Brief. Render the rows below as a numbered list, leaving out blank lines, starting at the line containing "Q: Using the form shown in this sample, indicate the glass" and continuing through the last row, both ends included.

################

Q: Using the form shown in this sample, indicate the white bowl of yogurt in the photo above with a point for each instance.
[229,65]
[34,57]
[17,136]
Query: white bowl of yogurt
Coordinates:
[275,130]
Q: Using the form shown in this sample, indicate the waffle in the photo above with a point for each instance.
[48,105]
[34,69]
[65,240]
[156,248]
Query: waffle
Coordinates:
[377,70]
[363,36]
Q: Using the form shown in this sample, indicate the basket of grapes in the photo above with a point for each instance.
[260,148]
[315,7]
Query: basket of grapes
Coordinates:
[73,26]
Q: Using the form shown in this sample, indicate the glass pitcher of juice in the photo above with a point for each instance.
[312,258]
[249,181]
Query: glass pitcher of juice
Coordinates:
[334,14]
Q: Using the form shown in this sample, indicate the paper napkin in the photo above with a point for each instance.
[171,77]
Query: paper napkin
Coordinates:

################

The solution.
1. Q: Using the form shown in this sample, indicate the glass pitcher of juice in the photo above with a point for each instance.
2. [312,258]
3. [249,181]
4. Query: glass pitcher of juice
5. Coordinates:
6. [334,14]
7. Q: Using the form shown in this sample, indicate the paper napkin in the photo above with a point for each instance.
8. [171,77]
9. Query: paper napkin
10. Coordinates:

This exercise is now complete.